● **Exercise set**:
(1) In the article about the Nigerian virologist, how many COVID-19 deaths had Nigeria confirmed according to the Africa Centers for Disease Control and Prevention figures?
(2) In the article about the Nigerian virologist, rewrite the stretch from "Nigeria has" through "Control and Prevention.", swapping "confirmed" for "recorded".
(3) Carry on the news article about the Nigerian virologist's COVID-19 variant sequencing from where it stops.

** Opening Text excerpt block **

A Nigerian
scientist has spent the holiday season in his laboratory doing genetic
sequencing to learn more about the country's COVID-19 variant, as cases
increase in the country.
Virologist Sunday Omilabu says the information he gathers about the variant will help battle the spread of the disease in Nigeria, Africa's most populous country with 196 million people.
Nigeria has
confirmed 89,163 COVID-19 cases, including 1,302 deaths, according to the
figures Sunday from the Africa Centers for Disease Control and Prevention.
"The
variants discovered in the UK and South Africa, they are distantly different
from the variants discovered in Nigeria,'' said Omilabu, who said it is not
unusual for viruses to mutate and cause variants.
Nigeria is
seeing more infections of COVID-19 but it is not yet certain if that is from
the variant, said Omilambu, the director of the Center for Human and Zoonotic
Virology at the Lagos University College of Medicine and Teaching Hospital.
"What
we could say clinically is that we have more people coming down with severe signs
and symptoms,``" he said, describing how one person can spread the disease
to four or five family members, which is a higher rate of transmission than had
been recorded earlier.
"That
shows us that something is happening. There's a surge so we are recording that
but we are yet to sequence any of those isolates,'' to determine if the
increased transmissions are caused by the variant, said Omilabu.
"I
think we need to calm our mind down, there are going to be more variants to
come,``" he said.

** Closing Text excerpt block **
** Opening Data for analysis block **

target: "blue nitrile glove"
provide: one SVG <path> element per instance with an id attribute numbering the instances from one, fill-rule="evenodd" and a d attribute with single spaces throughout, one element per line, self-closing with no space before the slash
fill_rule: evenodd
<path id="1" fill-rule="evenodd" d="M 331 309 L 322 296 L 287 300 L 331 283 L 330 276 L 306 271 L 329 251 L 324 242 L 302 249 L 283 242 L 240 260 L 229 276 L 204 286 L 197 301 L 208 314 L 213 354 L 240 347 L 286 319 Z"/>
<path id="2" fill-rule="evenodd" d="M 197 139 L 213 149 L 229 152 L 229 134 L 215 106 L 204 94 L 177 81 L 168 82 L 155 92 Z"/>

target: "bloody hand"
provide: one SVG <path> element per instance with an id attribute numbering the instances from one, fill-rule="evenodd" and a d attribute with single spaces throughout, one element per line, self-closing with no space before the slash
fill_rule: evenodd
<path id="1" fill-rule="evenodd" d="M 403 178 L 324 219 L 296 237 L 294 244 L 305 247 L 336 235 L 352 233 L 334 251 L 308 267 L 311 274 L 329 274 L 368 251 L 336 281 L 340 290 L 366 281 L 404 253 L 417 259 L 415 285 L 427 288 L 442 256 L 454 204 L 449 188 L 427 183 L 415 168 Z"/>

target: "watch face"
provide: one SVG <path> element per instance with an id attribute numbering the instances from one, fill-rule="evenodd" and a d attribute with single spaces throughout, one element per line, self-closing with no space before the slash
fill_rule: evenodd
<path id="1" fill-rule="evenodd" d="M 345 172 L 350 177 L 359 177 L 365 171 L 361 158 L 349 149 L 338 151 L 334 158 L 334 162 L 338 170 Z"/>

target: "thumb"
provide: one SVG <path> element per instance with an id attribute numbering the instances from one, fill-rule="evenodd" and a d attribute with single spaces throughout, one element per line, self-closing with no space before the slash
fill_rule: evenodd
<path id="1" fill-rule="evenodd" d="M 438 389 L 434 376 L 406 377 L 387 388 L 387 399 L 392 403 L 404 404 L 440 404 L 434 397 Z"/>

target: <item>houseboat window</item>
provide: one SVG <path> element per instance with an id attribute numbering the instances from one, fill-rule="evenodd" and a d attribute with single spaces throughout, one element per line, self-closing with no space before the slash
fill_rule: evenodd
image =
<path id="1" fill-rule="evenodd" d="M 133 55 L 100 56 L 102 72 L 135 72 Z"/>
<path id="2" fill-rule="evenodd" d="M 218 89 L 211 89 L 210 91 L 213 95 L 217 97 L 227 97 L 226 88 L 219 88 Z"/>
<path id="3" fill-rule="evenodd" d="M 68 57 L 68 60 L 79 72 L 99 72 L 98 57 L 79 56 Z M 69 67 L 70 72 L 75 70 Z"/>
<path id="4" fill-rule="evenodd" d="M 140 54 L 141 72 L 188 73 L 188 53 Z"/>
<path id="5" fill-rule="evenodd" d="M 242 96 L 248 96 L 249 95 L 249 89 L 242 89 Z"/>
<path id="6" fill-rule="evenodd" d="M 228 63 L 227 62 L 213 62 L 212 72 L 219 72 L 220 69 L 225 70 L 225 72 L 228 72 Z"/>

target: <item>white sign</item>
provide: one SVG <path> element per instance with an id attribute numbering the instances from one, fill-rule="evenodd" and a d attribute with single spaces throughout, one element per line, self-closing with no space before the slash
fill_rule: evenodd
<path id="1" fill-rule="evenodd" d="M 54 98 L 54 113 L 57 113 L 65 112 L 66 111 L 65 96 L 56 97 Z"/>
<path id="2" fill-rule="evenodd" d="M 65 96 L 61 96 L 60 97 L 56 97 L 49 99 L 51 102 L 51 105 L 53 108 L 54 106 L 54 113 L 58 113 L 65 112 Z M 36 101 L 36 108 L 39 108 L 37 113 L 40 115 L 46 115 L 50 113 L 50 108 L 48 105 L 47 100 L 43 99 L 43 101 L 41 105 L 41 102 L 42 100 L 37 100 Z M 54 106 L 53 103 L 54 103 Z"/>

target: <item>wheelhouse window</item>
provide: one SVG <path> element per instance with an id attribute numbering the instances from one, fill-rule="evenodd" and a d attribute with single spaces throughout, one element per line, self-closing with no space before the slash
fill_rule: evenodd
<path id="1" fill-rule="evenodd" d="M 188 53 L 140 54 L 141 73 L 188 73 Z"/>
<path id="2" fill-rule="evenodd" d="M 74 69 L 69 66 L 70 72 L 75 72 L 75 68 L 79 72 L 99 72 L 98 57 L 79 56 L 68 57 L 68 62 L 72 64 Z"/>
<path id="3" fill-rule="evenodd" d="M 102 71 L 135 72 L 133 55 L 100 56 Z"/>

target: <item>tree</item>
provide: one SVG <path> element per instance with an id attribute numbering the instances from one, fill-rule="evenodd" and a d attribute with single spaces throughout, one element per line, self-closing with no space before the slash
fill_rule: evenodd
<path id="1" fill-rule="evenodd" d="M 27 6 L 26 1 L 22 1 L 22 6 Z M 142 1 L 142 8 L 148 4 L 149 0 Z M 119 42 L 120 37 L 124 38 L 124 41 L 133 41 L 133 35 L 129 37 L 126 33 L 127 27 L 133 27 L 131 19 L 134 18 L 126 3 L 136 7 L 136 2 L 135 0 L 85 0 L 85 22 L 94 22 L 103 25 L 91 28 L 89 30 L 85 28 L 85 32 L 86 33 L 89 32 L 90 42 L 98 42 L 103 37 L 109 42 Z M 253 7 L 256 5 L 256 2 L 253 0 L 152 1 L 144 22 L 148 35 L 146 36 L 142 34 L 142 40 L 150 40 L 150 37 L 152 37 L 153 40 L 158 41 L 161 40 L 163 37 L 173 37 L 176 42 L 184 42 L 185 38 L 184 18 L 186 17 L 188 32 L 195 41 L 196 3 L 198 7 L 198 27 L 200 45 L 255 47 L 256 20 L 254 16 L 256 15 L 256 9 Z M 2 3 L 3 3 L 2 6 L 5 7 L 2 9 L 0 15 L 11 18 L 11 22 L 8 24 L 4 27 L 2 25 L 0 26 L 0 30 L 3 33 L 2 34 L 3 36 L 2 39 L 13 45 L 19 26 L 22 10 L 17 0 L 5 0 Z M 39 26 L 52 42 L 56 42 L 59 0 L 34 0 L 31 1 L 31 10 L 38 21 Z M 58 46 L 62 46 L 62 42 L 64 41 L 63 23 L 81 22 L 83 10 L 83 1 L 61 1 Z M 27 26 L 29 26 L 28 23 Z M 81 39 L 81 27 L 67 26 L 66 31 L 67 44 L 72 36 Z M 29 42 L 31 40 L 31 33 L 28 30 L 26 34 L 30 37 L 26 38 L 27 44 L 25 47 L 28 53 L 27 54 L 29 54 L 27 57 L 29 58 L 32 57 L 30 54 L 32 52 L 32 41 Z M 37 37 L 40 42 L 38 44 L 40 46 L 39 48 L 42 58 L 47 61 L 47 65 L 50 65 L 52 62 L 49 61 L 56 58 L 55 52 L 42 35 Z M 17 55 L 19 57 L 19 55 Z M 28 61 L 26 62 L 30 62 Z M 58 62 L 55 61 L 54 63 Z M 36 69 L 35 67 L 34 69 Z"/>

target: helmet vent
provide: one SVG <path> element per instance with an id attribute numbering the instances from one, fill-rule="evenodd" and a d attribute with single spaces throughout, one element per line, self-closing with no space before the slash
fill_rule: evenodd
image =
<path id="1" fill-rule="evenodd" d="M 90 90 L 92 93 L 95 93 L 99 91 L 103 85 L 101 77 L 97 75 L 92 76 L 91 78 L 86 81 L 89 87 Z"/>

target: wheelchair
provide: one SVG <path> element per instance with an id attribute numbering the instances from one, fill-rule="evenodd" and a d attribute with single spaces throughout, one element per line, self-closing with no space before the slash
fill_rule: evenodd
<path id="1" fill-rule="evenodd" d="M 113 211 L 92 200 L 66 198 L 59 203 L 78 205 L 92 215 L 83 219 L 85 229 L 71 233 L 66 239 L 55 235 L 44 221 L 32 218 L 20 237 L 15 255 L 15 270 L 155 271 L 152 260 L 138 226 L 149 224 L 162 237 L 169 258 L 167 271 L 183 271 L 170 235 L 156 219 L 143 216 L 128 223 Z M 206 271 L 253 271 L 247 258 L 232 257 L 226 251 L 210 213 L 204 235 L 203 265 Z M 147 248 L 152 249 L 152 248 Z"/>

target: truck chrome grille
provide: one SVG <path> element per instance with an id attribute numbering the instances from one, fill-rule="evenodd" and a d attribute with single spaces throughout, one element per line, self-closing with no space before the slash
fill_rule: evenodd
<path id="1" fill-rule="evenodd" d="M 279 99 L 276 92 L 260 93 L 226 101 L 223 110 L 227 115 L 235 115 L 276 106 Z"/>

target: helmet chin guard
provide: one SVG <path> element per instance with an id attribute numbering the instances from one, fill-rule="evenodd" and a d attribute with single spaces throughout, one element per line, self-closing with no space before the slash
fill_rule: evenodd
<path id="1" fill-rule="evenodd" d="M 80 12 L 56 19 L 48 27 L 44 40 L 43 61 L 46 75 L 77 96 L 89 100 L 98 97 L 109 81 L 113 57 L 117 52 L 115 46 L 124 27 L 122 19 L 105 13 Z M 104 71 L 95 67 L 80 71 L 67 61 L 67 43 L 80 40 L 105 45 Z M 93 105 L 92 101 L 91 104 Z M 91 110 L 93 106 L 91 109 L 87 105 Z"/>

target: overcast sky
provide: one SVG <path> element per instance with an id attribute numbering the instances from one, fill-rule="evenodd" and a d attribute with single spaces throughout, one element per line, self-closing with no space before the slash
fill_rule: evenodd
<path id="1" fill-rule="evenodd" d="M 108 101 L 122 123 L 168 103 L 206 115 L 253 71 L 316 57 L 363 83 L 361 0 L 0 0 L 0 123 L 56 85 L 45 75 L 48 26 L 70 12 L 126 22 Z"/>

** Closing Data for analysis block **

● **Answers to the exercises**:
(1) 1,302 deaths.

(2)
Nigeria has
recorded 89,163 COVID-19 cases, including 1,302 deaths, according to the
figures Sunday from the Africa Centers for Disease Control and Prevention.

(3)
"We
need to be monitoring the virus, we need to sequence. If we sequence then we
would have more information about what is in circulation and then, of course,
we need to continue with surveillance, we need to monitor how active the virus
is in the environment ... so the public health experts, they have work to do
and then government must support all these. "As lab work is being done to
learn more about the variant, Nigerians should remain vigilant to avoid
spreading the virus, he said.
"People
still go and party. They still go to the club and without putting on face
masks,'' he said. "We talk of
social distancing, people are not respecting that. We talk of using face masks.
People are not doing that. You see them in the market places, they are not
doing that. So how do you now control it?''
With
COVID-19 variants emerging in Nigeria and South Africa, the World Health
Organization said Africa needs to do more genetic sequencing, such as what
Omilabu is doing.
"The
emergence of new COVID-19 variants is common. However, those with a higher
speed of transmission or potentially increased pathogenicity are very
concerning. Crucial investigations are underway to comprehensively understand
the behavior of the new mutant virus and steer response accordingly,'' said Dr.
Matshidiso Moeti, WHO Regional Director for Africa.